**Your objective**
The required output is the exact sequence of lines from the line holding "the rear tire" to the end of the records, inclusive.

**Material for this task**
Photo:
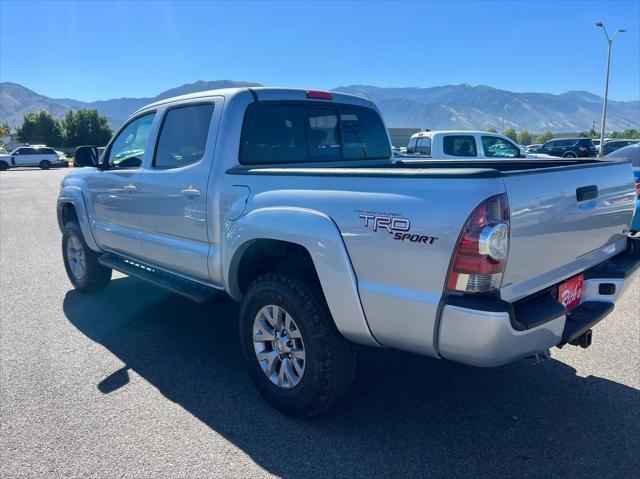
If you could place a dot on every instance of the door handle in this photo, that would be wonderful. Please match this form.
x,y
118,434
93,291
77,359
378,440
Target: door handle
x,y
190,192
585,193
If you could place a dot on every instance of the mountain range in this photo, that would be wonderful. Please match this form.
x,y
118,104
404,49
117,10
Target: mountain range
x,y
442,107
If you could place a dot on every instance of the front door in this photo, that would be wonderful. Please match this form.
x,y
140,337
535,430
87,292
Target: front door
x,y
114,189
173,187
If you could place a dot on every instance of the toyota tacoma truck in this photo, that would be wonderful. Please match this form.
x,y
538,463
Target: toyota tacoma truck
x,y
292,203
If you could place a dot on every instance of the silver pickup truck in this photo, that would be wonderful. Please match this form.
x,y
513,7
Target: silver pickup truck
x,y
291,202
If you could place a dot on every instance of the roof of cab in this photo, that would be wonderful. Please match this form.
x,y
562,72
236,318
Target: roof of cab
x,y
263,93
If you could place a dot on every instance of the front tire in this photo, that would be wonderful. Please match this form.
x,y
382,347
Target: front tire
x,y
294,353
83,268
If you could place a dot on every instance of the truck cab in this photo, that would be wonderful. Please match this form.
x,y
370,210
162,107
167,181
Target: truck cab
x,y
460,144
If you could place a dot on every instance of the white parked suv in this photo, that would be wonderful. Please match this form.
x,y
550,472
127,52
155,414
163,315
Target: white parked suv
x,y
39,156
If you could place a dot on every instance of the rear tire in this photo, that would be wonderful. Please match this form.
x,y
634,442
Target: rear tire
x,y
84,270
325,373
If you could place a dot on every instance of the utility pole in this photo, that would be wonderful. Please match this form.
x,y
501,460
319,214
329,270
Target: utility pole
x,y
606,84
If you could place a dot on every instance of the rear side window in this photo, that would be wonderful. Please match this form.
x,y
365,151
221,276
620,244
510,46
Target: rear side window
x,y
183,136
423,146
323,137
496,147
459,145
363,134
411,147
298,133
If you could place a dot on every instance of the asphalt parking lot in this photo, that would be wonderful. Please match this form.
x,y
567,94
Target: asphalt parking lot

**Task result**
If you could place a dot on every instance of the rear tire in this photo, that would be wonderful. Please match this form.
x,y
634,442
Target: rear tire
x,y
84,270
325,373
If you could place a dot on every instance of the utility pole in this photo, that would be wonderful. Please match this form.
x,y
501,460
319,214
329,270
Target: utility pole
x,y
606,84
If you could place a dot on every instance of the rear side window in this photo, that would be wonderful. Please match this form.
x,y
365,151
221,276
620,244
510,46
Target: rear side window
x,y
183,136
423,146
323,137
496,147
459,145
363,134
411,147
298,133
If you could place a dot on every instance of the asphalt parking lot in this photo, that would be wonderful. Please match this form.
x,y
567,94
Target: asphalt parking lot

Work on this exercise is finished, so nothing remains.